(Position annotation records)
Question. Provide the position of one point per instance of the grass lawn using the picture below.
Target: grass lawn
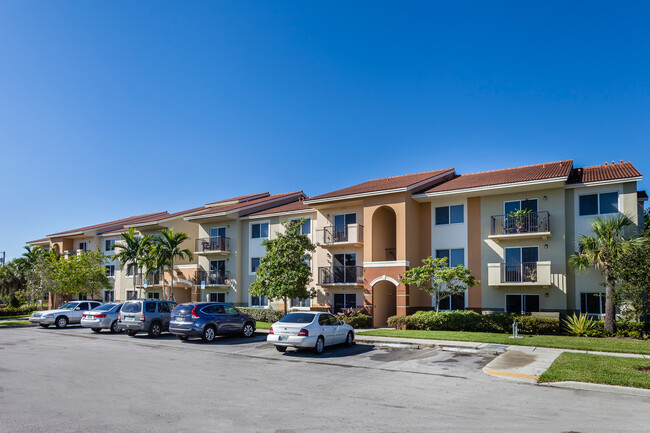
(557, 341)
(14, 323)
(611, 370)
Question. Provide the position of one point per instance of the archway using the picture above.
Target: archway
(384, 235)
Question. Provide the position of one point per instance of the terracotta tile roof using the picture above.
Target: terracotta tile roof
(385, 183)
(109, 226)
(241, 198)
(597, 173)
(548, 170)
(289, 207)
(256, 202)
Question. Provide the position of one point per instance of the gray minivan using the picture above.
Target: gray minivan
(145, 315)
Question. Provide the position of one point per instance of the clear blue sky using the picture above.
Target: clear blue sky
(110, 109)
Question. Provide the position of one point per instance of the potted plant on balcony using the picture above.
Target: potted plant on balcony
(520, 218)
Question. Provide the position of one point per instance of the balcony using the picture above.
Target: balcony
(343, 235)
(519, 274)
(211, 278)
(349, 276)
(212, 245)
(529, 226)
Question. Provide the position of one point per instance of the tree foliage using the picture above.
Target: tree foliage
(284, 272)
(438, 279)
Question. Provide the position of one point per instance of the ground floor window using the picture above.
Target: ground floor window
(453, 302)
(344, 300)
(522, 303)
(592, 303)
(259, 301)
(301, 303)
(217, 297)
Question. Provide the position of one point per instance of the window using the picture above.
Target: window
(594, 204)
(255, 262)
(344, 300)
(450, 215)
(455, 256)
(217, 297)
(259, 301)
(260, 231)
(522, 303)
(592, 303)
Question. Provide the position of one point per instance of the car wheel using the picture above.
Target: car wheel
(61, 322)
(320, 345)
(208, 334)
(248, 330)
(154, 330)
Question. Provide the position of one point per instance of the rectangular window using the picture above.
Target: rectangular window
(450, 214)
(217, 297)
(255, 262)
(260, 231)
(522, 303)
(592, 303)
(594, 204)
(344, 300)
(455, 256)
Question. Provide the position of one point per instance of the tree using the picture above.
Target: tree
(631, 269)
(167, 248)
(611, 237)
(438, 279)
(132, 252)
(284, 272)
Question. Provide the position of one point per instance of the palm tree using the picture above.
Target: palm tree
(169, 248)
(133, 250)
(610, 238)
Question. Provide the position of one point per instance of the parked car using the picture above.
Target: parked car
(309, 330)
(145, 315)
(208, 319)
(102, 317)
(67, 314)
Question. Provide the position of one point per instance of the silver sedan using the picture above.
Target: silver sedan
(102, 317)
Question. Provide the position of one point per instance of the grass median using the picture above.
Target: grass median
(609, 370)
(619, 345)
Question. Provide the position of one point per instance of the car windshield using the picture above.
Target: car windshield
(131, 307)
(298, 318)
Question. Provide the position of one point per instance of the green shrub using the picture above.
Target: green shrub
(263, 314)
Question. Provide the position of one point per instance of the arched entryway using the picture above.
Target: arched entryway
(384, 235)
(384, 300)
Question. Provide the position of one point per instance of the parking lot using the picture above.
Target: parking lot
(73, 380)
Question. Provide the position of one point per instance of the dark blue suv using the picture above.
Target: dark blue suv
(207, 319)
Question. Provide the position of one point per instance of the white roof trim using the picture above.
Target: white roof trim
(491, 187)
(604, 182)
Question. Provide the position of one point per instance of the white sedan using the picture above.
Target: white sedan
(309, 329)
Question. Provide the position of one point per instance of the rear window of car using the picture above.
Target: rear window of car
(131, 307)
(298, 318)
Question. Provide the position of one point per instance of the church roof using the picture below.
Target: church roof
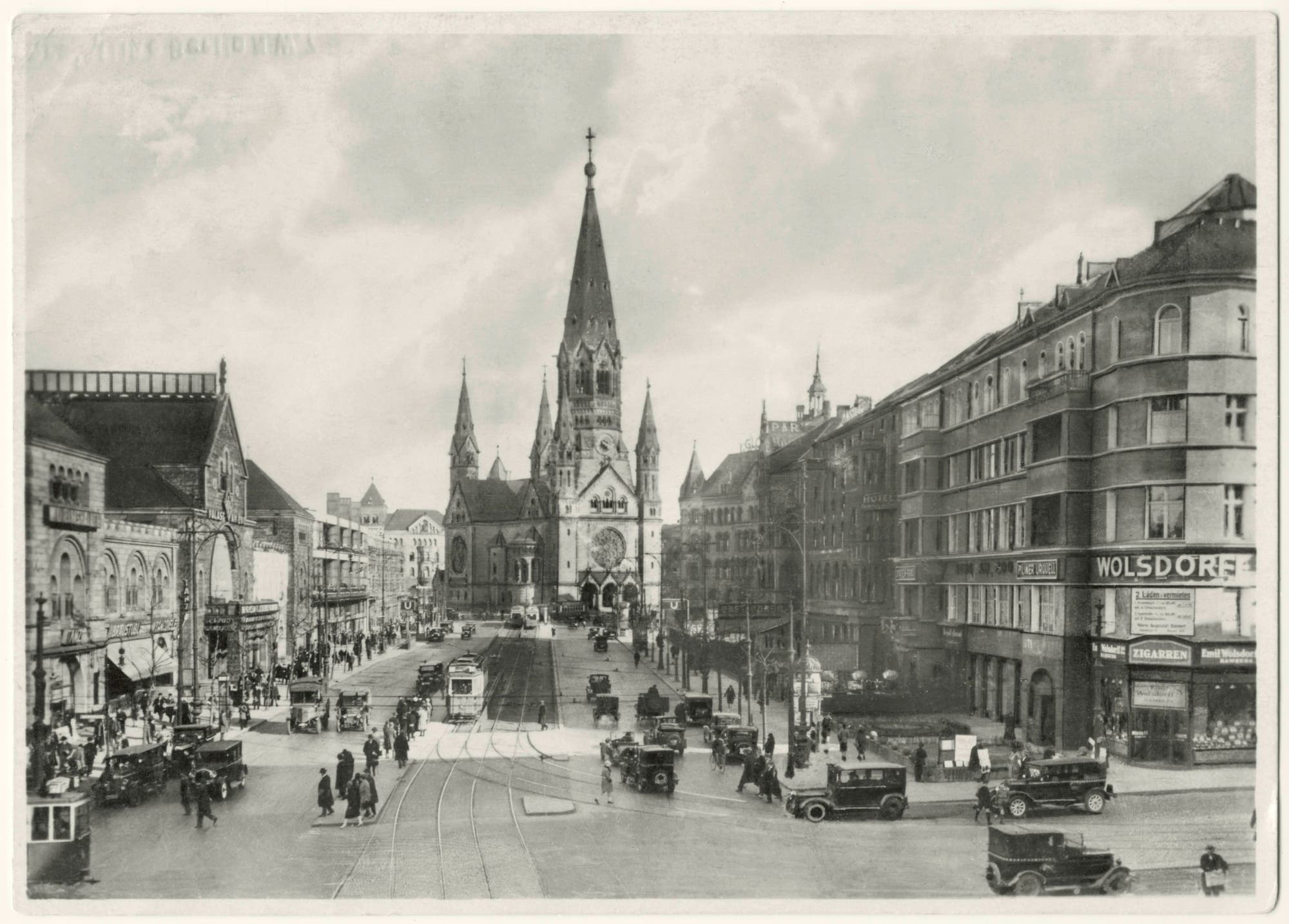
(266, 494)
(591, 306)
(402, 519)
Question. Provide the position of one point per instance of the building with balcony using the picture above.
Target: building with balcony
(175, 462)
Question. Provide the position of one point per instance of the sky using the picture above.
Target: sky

Aim :: Rewrite all of the material above as a numbered list, one line per item, with blank lines left out. Leave the pictures out of your answer.

Task response ::
1. Question. Provide the position of one point per instance of the grass lawn using the picture below.
2. Target: grass lawn
3. (557, 341)
4. (14, 323)
5. (611, 370)
6. Question. Provide the position of one point per instance of the archway using the picture above.
7. Target: archway
8. (384, 235)
9. Question. Provide the position of one point per instance of the terracotta tile roof using the picture above.
10. Target: terracotta tile roof
11. (385, 183)
12. (109, 226)
13. (241, 198)
14. (597, 173)
15. (548, 170)
16. (289, 207)
17. (256, 202)
18. Question. Provide the position of one point per instance of the gray minivan using the picture above.
19. Target: gray minivan
20. (145, 315)
21. Question. Provide the position of one point per instance of the clear blue sky using the picture above.
22. Target: clear blue sky
23. (110, 109)
24. Question. Provide the position of one point per instance of the potted plant on balcony using the picture above.
25. Target: potted plant on balcony
26. (520, 218)
27. Question. Provide the position of one point per instance of the balcony using the picture above.
28. Target: balcony
29. (343, 235)
30. (519, 274)
31. (211, 278)
32. (349, 276)
33. (212, 245)
34. (529, 226)
35. Question. Provide the position of one point per instance of the tree foliage using the picture above.
36. Target: tree foliage
37. (284, 272)
38. (438, 279)
39. Question. Provide the position of one point per instance of the ground floor window using the picture above.
40. Target: ground floor window
41. (453, 302)
42. (344, 300)
43. (522, 303)
44. (592, 303)
45. (259, 301)
46. (301, 303)
47. (217, 297)
48. Question. Provide the position of one point per instance of the window using the picture above.
49. Target: window
50. (594, 204)
51. (255, 262)
52. (344, 300)
53. (450, 215)
54. (455, 256)
55. (217, 297)
56. (259, 301)
57. (260, 231)
58. (522, 303)
59. (592, 303)
60. Question. Provide the position of one point per instance of the car wheel using the picture above.
61. Target: car wheel
62. (61, 322)
63. (320, 345)
64. (208, 334)
65. (248, 330)
66. (154, 330)
67. Question. Provide the position of one point per instance of the rectangular window using the picture above.
68. Target: rectangular window
69. (450, 214)
70. (217, 297)
71. (255, 262)
72. (260, 231)
73. (522, 303)
74. (592, 303)
75. (594, 204)
76. (344, 300)
77. (455, 256)
78. Question. Provide the position of one point per instance of the tree using the picture above.
79. Target: tree
80. (631, 269)
81. (167, 248)
82. (611, 237)
83. (438, 279)
84. (132, 252)
85. (284, 272)
86. Question. Provide the position of one point per instance of the palm tree using the picture above.
87. Target: palm tree
88. (169, 248)
89. (133, 250)
90. (610, 238)
91. Question. Provide the position of one point per instance of the parked car using the picture above.
92. Target: parked car
93. (309, 330)
94. (145, 315)
95. (208, 319)
96. (102, 317)
97. (67, 314)
98. Question. Provide the position of one point per instance of the silver sedan using the picture above.
99. Target: silver sedan
100. (102, 317)
101. Question. Provide the position of one point per instance of the grass median using the picture above.
102. Target: grass median
103. (609, 370)
104. (619, 345)
105. Question. Provide the position of one point per instance of the car windshield using the picture above.
106. Target: car windshield
107. (131, 307)
108. (298, 318)
109. Question. Provide the position of one point per instance of the green shrub using the picture above.
110. Target: green shrub
111. (263, 314)
112. Question. Provide the position of one point per instance of the arched entryway using the picture above.
113. Target: arched entryway
114. (384, 235)
115. (384, 300)
116. Question. Provide the position of one point per instance of the parking lot using the picture above.
117. Target: parking lot
118. (73, 380)
119. Question. Provide the position of one point per instance of the dark blue suv using the picture above.
120. Target: dark blue suv
121. (207, 319)
122. Question. Provide the position of one point per instance of the white roof trim using the picture above.
123. Target: white roof trim
124. (491, 187)
125. (604, 182)
126. Question. Provide the position of one point per instance of the white sedan using the picture above.
127. Target: white sedan
128. (309, 329)
129. Question. Provide the position of one point per instance of the rear window of car using the picture above.
130. Target: rear window of car
131. (131, 307)
132. (298, 318)
133. Question. Provide the position of one point per instance of the church roof using the picture below.
134. Target: church roof
135. (266, 494)
136. (591, 306)
137. (402, 519)
138. Question. Provide the position of one point per instance of the building with balcony using the picture above.
139. Target: building with balcony
140. (175, 462)
141. Question. Provide the position of one point per instance of the sky using the picture above.
142. Target: sky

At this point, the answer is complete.